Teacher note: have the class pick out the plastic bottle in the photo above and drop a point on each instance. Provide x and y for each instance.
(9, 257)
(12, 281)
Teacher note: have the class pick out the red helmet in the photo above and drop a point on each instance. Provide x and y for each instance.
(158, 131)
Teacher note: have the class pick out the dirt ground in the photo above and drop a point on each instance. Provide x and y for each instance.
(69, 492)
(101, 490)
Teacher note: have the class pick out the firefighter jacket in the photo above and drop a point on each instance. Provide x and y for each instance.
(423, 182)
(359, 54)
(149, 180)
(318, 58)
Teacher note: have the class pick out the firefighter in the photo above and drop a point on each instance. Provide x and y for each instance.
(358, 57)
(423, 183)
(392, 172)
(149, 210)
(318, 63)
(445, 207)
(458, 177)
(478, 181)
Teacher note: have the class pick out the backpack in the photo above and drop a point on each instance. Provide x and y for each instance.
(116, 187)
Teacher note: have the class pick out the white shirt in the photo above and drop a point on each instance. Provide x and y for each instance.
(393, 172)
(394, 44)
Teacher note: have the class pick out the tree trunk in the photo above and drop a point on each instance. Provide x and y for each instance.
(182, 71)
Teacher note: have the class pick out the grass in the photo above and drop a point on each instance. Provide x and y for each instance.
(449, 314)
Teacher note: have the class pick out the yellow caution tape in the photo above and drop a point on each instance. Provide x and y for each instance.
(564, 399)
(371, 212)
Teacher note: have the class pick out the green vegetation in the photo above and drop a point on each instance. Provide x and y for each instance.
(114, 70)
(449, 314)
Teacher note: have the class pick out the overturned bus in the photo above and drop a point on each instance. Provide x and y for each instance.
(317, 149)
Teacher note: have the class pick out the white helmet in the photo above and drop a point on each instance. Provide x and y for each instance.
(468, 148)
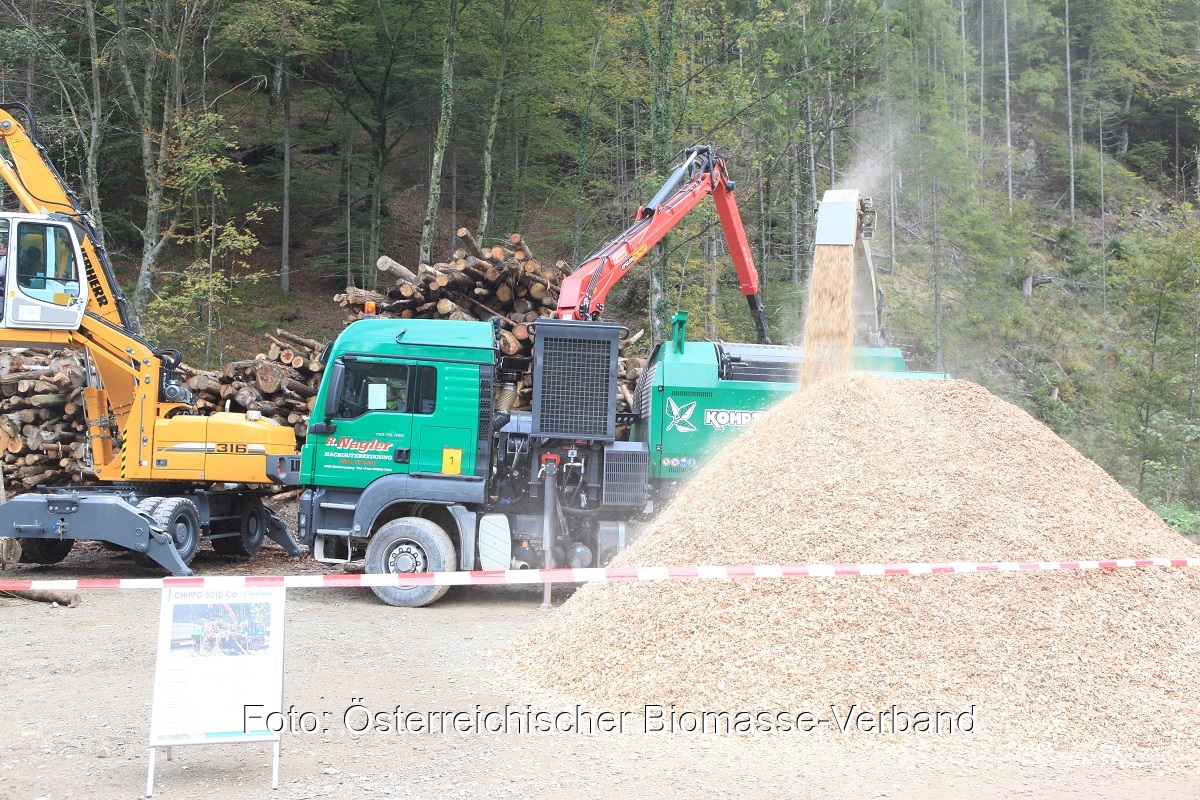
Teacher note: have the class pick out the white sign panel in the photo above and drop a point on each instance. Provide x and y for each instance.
(220, 671)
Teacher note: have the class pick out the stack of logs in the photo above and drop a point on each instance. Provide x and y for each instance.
(475, 283)
(280, 383)
(504, 282)
(42, 429)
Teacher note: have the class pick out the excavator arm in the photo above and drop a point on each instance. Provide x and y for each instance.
(701, 174)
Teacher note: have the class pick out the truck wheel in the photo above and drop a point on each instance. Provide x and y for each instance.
(251, 528)
(181, 521)
(409, 545)
(45, 551)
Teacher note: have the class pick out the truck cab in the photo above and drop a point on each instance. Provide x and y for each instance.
(408, 465)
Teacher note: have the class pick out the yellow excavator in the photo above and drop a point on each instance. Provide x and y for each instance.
(167, 476)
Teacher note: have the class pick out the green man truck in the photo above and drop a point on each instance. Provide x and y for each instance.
(408, 464)
(411, 464)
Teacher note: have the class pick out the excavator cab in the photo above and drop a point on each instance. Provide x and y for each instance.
(42, 270)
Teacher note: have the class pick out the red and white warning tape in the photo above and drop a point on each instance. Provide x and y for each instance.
(492, 577)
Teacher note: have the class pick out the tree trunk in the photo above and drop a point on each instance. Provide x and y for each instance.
(286, 222)
(1008, 116)
(95, 119)
(443, 136)
(713, 277)
(485, 211)
(1071, 110)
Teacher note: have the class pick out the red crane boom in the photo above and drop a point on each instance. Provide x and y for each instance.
(702, 173)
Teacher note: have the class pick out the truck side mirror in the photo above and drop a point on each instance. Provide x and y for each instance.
(334, 390)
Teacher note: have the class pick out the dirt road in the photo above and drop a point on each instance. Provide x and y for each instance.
(77, 684)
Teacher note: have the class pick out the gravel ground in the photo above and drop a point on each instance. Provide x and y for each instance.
(1091, 668)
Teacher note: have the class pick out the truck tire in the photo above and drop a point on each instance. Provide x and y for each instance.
(45, 551)
(409, 545)
(251, 528)
(180, 519)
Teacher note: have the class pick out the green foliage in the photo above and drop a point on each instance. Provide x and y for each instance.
(1180, 516)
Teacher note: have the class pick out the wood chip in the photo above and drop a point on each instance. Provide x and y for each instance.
(861, 469)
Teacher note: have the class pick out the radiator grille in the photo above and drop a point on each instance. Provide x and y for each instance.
(484, 445)
(643, 392)
(575, 384)
(625, 470)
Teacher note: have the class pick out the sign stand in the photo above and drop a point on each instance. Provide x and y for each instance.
(227, 643)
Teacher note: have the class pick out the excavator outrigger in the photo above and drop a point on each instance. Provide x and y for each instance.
(166, 475)
(701, 174)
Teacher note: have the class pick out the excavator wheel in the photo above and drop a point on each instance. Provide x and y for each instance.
(181, 521)
(45, 551)
(251, 529)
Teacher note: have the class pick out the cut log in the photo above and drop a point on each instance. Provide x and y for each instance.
(311, 344)
(395, 269)
(469, 244)
(521, 248)
(69, 599)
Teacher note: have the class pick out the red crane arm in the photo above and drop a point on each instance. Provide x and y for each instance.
(582, 294)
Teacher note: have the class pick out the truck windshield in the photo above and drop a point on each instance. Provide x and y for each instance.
(373, 386)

◆ Task description ◆
Rewrite the stretch of lines above, from the line containing "Teacher note: have the class pick out the yellow excavator" through the line containing "(1071, 110)", shifting each x and y coordinate by adding 75 to it. Include every line in that stretch, and leave everything other than the coordinate values unchanged.

◆ Answer for the task ◆
Teacher note: have the class pick out the yellow excavator in the photo above and drop a point on each instance. Provide x and y for each instance.
(242, 551)
Teacher note: have the class pick out the green man truck in the photo above and drop a point on each instance. Provide x and y for each instance.
(483, 539)
(486, 539)
Teacher note: have the class pick out the excavator cab in the photo above and drop a point on each instance. Provide x and y for each instance.
(117, 345)
Teacher note: have the class pick out the red and white warning tape in the photo above and drop a point on each instance. Provide x and y for each instance.
(567, 652)
Teacher note: have the class pick out the tree trunk in the photo above and drop a point on each instance. Provide x and y for each instance.
(361, 297)
(1083, 191)
(170, 194)
(518, 211)
(788, 352)
(560, 286)
(1146, 185)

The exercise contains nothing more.